**WHAT YOU ARE ASKED TO DO**
Your answer must match the entries below word for word.

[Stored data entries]
>>

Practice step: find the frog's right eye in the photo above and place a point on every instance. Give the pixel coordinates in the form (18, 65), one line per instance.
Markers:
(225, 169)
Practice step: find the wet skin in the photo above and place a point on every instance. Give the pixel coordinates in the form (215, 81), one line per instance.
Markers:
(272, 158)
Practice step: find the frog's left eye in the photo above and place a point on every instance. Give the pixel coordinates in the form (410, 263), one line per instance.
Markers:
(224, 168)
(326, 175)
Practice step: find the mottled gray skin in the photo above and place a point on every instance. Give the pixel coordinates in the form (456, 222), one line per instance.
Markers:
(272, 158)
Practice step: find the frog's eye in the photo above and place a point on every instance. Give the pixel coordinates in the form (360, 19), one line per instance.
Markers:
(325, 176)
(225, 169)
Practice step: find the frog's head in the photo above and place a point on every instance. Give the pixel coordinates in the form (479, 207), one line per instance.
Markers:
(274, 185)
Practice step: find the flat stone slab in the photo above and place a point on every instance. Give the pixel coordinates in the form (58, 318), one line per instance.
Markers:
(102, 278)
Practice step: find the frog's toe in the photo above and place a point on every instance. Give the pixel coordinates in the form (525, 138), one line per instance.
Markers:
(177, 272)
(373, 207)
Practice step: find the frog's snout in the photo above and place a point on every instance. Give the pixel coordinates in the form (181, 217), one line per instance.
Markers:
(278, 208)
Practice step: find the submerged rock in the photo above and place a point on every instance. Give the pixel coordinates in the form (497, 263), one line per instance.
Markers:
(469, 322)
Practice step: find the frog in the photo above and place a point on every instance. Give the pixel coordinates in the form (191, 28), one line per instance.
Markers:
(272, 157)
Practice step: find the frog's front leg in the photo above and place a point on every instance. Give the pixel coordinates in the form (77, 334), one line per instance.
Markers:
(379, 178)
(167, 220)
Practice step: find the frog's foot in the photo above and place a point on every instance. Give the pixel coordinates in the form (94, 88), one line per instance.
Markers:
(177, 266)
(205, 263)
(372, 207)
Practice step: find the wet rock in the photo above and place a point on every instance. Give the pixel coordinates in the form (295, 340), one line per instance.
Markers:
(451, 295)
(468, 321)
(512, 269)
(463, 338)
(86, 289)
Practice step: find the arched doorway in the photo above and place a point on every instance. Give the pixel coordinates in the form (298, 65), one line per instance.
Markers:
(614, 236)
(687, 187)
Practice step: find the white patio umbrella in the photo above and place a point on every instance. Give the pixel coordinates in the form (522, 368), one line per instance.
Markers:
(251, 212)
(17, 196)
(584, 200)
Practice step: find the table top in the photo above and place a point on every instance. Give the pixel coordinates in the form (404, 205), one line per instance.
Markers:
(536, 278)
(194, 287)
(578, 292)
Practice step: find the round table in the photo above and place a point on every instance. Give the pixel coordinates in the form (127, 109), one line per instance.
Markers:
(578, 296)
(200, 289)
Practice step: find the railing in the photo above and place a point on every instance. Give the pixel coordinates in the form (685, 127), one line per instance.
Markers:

<<

**RESULT**
Practice step: find the frog's right eye in the photo above and place a point on every instance. Give the pixel coordinates in the form (18, 65), one line per instance.
Markers:
(225, 169)
Practice step: find the wet skin in the photo above and place a point on every instance. Give the pixel coordinates in the form (215, 81), one line per instance.
Markers:
(272, 158)
Practice step: find the frog's left eye in the photo above and place a point on every instance. Give the pixel coordinates in the form (410, 263), one line per instance.
Markers:
(224, 168)
(326, 175)
Practice step: find the mottled gray skin in the photo above and place a point on every instance. Give the pixel coordinates in the form (456, 222), one line per instance.
Markers:
(272, 158)
Practice step: find the frog's eye in the photo above and place a point on every instance. Give the pixel coordinates in the form (360, 19), one line per instance.
Markers:
(325, 176)
(225, 169)
Practice step: find the frog's head in the photo above and place a point on every instance. Give the pixel coordinates in the form (479, 207), one line per instance.
Markers:
(274, 185)
Practice step: find the flat stone slab in the photo above and place a point on every instance. Give the pixel coordinates in the form (58, 318), one line per instance.
Markers:
(102, 278)
Practice step: find the frog's toe in the photo above and place a point on every instance. Give the pixel coordinates in the form (525, 138), one line per instance.
Markers:
(177, 272)
(373, 207)
Practice step: find the frog's snout in the photo above and place a point on every instance. Give the pixel coordinates in the form (181, 217), one line per instance.
Markers:
(278, 208)
Practice step: find the submerged rock in the photo above and place a point on every instance. Give the pixel coordinates in the form (497, 263), one line per instance.
Markers:
(469, 322)
Practice step: find the frog in the photo above and place a point on every instance. Give the pixel coordinates in the form (191, 28), one line per instance.
Markers:
(272, 157)
Practice step: find the frog's front leg in the photo above and place a point on every instance. Give the pixel coordinates in the form (77, 334), one line per instance.
Markers:
(379, 178)
(167, 220)
Practice step: find the frog's foot in the photo above and place a point on every instance. Give the pixel coordinates in the form (94, 88), one line per instance.
Markers:
(177, 266)
(205, 263)
(372, 207)
Practice step: find the wet rock in the photo above and place a point on every instance. Give the pixel coordinates in the form (295, 340), one line per instance.
Markers:
(451, 295)
(468, 321)
(512, 269)
(463, 338)
(86, 289)
Practice step: find the arched doorway in the photo above and place a point on every instance. Give the pixel coordinates in the form (298, 65), one line per instance.
Markers:
(614, 236)
(687, 187)
Practice step: find the white patio umbrella in the photo above and place a point on every instance. Give the pixel coordinates in the form (522, 368), one line per instance.
Markers:
(251, 212)
(17, 196)
(584, 200)
Practice step: find the table top in the photo above and place a point on every instance. Give the pixel coordinates in the form (404, 205), one line per instance.
Markers:
(536, 278)
(194, 287)
(578, 292)
Practice step: find the round table in the photo above and place a point on every instance. Give the pixel coordinates in the form (127, 109), one line per instance.
Markers:
(578, 296)
(200, 289)
Practice step: find the railing in the photo above and place a point on every instance. Give the pixel coordinates in the form (685, 127), one line per instance.
Markers:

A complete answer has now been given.